## AIM
Write out the entire listing below exactly as it appears, minus any pictures.

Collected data
%%
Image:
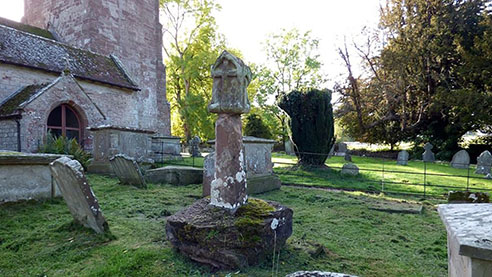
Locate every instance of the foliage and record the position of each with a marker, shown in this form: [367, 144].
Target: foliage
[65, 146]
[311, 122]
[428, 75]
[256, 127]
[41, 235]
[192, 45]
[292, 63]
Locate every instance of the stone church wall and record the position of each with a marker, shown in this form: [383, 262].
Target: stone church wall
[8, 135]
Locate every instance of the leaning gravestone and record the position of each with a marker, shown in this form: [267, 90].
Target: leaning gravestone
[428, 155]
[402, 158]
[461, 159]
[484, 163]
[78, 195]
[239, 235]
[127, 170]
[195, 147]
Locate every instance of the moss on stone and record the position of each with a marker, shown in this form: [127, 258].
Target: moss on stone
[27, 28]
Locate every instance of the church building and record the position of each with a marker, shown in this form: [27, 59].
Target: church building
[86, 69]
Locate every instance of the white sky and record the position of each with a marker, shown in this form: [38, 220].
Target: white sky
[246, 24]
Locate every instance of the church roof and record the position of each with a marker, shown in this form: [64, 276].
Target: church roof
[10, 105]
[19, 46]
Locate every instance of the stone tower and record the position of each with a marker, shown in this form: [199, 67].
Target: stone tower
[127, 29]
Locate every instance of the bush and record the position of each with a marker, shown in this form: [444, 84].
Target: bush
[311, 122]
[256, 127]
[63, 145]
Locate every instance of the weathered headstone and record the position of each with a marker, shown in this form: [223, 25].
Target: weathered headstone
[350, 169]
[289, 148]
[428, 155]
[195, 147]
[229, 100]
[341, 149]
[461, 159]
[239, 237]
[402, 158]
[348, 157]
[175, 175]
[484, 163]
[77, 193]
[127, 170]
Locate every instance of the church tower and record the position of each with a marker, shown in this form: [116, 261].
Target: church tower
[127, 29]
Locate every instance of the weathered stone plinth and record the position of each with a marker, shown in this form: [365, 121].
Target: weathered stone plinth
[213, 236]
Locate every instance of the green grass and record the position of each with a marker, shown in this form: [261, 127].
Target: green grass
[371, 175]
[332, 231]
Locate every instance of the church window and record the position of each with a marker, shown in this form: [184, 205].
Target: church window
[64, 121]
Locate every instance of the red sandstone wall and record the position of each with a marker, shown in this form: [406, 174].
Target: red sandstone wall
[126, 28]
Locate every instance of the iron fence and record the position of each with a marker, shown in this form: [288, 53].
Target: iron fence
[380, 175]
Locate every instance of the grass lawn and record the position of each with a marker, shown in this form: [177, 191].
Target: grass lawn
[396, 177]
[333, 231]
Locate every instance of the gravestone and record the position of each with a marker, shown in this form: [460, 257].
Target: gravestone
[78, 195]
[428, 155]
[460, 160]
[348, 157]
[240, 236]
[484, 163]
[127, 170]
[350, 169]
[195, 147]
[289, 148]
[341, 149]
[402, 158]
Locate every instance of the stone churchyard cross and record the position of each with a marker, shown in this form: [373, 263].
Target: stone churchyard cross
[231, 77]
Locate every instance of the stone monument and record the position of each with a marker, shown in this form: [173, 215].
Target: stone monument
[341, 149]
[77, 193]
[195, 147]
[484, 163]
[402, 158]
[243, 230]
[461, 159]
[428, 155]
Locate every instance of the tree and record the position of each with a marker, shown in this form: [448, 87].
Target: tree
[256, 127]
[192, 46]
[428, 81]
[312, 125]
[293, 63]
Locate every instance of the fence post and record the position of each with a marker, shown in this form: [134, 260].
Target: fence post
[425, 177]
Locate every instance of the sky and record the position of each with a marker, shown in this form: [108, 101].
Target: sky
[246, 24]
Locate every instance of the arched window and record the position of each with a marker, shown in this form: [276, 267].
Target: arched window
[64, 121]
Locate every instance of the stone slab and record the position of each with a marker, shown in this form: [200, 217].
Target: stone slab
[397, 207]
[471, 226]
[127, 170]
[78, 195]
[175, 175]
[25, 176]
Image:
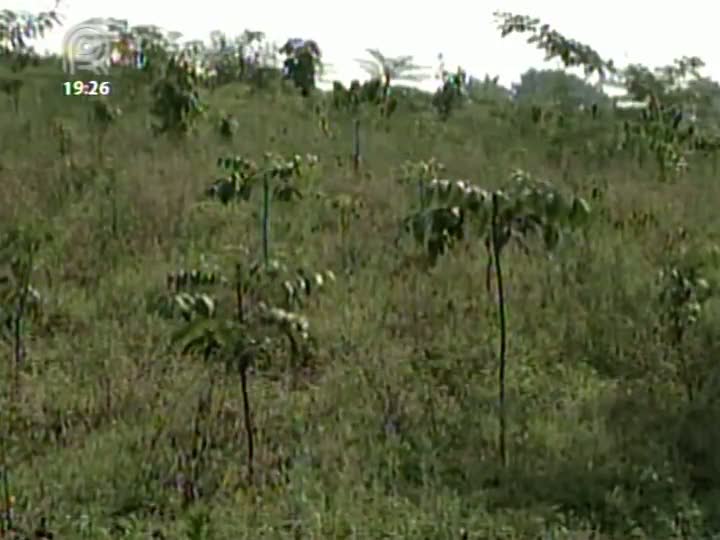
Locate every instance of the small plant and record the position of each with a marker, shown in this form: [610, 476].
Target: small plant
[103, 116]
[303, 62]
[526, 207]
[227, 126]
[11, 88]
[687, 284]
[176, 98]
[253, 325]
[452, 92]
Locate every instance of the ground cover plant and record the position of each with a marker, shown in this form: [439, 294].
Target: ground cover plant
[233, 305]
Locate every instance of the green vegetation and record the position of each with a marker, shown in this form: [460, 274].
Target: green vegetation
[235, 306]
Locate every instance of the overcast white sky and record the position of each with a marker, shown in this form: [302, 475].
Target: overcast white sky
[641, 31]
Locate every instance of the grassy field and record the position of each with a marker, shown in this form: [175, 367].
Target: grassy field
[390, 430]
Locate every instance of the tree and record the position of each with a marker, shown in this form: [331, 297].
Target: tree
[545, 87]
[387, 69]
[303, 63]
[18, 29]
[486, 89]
%%
## RESULT OF THE TASK
Image:
Locate every instance of the foliage and record the position of each with a marker, shown in this form: [367, 144].
Target: foliage
[65, 146]
[311, 122]
[428, 75]
[256, 127]
[41, 235]
[192, 45]
[292, 63]
Locate every instance of the stone church wall and record the position of each with a marker, shown in this form: [383, 262].
Target: stone church wall
[8, 135]
Locate every instance of the leaning gravestone and record the position of each with a marker, shown in this form: [267, 90].
Target: leaning gravestone
[428, 155]
[402, 158]
[461, 159]
[484, 163]
[78, 195]
[239, 235]
[127, 170]
[195, 147]
Locate every instance of the moss on stone and record the position of each with a marker, shown in this form: [127, 258].
Target: moss on stone
[27, 28]
Locate every instance of the church building and record the position of each with a marker, shown in this form: [27, 59].
Target: church building
[86, 69]
Locate every instance of the white sky and record the position of each with a marker, shown in this form: [38, 220].
Target: white sky
[246, 24]
Locate every instance of the church roof and record the position of each with a marker, shown in this form: [64, 276].
Target: church roof
[10, 105]
[19, 46]
Locate every instance of the stone tower and record the position of each with a marker, shown in this form: [199, 67].
Target: stone tower
[127, 29]
Locate every instance of the bush and record the position of each with a marker, shown in this form: [444, 84].
Target: bush
[311, 122]
[256, 127]
[63, 145]
Locate every instance of the weathered headstone and record the position of each with a marker, shown in this form: [223, 25].
Target: weathered headstone
[350, 169]
[289, 148]
[428, 155]
[195, 147]
[229, 100]
[341, 149]
[461, 159]
[239, 237]
[402, 158]
[348, 157]
[175, 175]
[484, 163]
[77, 193]
[127, 170]
Locate every instance of the church tower and record the position of each with a marker, shown in this form: [116, 261].
Target: church tower
[127, 29]
Locate every instance of the weathered stone plinth and record the position of each with a marker, shown in this form: [365, 121].
Target: weathered stone plinth
[213, 236]
Locate every instance of the green grass and record the position of each with a marker, shown in this form: [261, 127].
Target: green grass
[371, 175]
[332, 231]
Locate every instance of the church window and record the position of each with a marker, shown in this form: [184, 205].
Target: church window
[64, 121]
Locate every instance of the red sandstone wall and record the position of each with a marker, shown in this form: [406, 174].
Target: red sandstone wall
[126, 28]
Locate every instance of the iron fence and record the position of each with a marker, shown in this form: [288, 53].
Target: iron fence
[380, 175]
Locate every instance of the grass lawn and record the position of each with a marker, shown in this form: [177, 191].
Target: grass lawn
[396, 177]
[333, 231]
Locate every instance of the gravestone and record the position of each with a marker, shown in this form: [460, 257].
Target: gravestone
[78, 195]
[428, 155]
[460, 160]
[348, 157]
[240, 236]
[484, 163]
[127, 170]
[350, 169]
[195, 147]
[289, 148]
[341, 149]
[402, 158]
Locate every instance of the stone churchyard cross and record the position of each with a marker, shown in this form: [373, 263].
Target: stone churchyard cross
[231, 77]
Locate every instance of the stone monument and record the position of each with a marker, shown in this form: [173, 215].
Target: stone monument
[341, 149]
[77, 193]
[195, 147]
[484, 163]
[402, 158]
[243, 230]
[461, 159]
[428, 155]
Locate every instance of the tree and record the position of each with a marker, shown in this form: [448, 87].
Target: tree
[256, 127]
[192, 46]
[428, 81]
[312, 125]
[293, 63]
Locate every instance of the fence post and record the position of each with a marker, shown in this form: [134, 260].
Target: fence post
[425, 177]
Locate every instance of the sky and record the position of each with a marker, shown in this form: [108, 101].
Target: sky
[246, 24]
Locate every instance of the arched window and record the position of each with a marker, shown in this form: [276, 267].
Target: arched window
[64, 121]
Locate every instance of the stone slab and record the position of each with a marker, shown in this form: [200, 217].
Target: stone slab
[397, 207]
[471, 226]
[127, 170]
[78, 195]
[175, 175]
[25, 176]
Image:
Locate every instance of the small plant and record the position of each with a marker, shown in this form: [610, 476].
Target: small plant
[103, 116]
[303, 62]
[526, 207]
[227, 126]
[11, 88]
[687, 284]
[176, 98]
[253, 325]
[452, 92]
Locate every instance of the ground cover plant and record the position of each with a marker, shown in this form: [439, 294].
Target: ground cover plant
[233, 305]
Locate every instance of the green vegetation and record the position of each with a marker, shown in this form: [460, 274].
Target: green vegetation
[235, 306]
Locate every instance of the overcast white sky and record the position of each with a marker, shown in this form: [302, 475].
Target: overcast white sky
[641, 31]
Locate every instance of the grassy field and record the position of each with a marker, shown in this form: [175, 367].
Target: grassy field
[390, 430]
Locate every instance of the tree and record the position of each with a marker, shown in this form: [331, 297].
Target: tree
[545, 87]
[387, 69]
[303, 63]
[18, 29]
[486, 89]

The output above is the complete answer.